TASK REQUIREMENTS:
1. From the Miramare reserve description, return the passage word for word, starting at "The Miramare Biosphere" and ending at "in the area.".
2. Put this sentence from the Miramare reserve description into French: "Environmental education designed for students and the public is also a major activity in the area."

SOURCE DOCUMENT START

= Miramare Biosphere Reserve and Marine Reserve =

The Miramare Biosphere Reserve and Marine Reserve is situated about 7 km km from the city of Trieste on the Gulf of Trieste close to the Slovenian border. It represents a rocky promontory of karst with coastal cliffs and beaches. Marine habitats of special interest from a conservation perspective are the tidal zone which harbours many endemic species, such as Fucus virsoides, and undisturbed cliffs with a diverse benthic fauna. The aim of the biosphere reserve is to maintain biological diversity in the marine environment surrounding Trieste through scientific research and monitoring activities. Environmental education designed for students and the public is also a major activity in the area.

SOURCE DOCUMENT END
ENTRIES SHOWN START

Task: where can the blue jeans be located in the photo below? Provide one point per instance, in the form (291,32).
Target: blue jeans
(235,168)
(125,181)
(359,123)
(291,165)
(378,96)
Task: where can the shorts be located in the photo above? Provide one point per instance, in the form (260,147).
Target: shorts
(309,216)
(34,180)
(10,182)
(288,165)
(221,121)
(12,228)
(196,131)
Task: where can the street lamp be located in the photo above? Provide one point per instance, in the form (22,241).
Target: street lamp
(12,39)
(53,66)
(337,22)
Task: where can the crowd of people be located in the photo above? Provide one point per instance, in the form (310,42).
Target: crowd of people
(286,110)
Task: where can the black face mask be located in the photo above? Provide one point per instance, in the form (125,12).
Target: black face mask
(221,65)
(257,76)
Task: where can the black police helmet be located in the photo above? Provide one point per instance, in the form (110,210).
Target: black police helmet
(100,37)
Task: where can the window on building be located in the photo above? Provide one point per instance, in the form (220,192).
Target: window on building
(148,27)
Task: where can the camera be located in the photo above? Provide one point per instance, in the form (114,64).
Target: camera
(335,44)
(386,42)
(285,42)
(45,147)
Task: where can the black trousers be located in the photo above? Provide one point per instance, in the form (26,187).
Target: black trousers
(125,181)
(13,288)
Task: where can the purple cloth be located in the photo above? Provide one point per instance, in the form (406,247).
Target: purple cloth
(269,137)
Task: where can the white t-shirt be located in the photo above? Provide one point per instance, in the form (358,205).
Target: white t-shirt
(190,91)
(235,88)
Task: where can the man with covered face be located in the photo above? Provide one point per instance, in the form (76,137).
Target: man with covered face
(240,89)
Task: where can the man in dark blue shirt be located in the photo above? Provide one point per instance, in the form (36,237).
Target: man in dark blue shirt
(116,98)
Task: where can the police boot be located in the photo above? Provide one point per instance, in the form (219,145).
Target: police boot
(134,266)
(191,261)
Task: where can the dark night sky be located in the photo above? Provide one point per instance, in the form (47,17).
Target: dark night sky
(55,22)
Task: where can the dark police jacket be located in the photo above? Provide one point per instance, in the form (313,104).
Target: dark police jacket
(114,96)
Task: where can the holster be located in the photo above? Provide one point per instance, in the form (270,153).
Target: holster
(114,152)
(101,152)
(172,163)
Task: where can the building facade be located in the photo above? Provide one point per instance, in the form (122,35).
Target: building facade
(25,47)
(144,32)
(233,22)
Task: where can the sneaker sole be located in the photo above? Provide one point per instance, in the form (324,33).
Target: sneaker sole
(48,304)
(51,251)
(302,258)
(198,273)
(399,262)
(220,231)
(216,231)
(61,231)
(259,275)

ENTRIES SHOWN END

SOLUTIONS IN ORDER:
1.
The Miramare Biosphere Reserve and Marine Reserve is situated about 7 km km from the city of Trieste on the Gulf of Trieste close to the Slovenian border. It represents a rocky promontory of karst with coastal cliffs and beaches. Marine habitats of special interest from a conservation perspective are the tidal zone which harbours many endemic species, such as Fucus virsoides, and undisturbed cliffs with a diverse benthic fauna. The aim of the biosphere reserve is to maintain biological diversity in the marine environment surrounding Trieste through scientific research and monitoring activities. Environmental education designed for students and the public is also a major activity in the area.

2. L'éducation environnementale destinée aux élèves et au public est également une activité majeure dans la zone.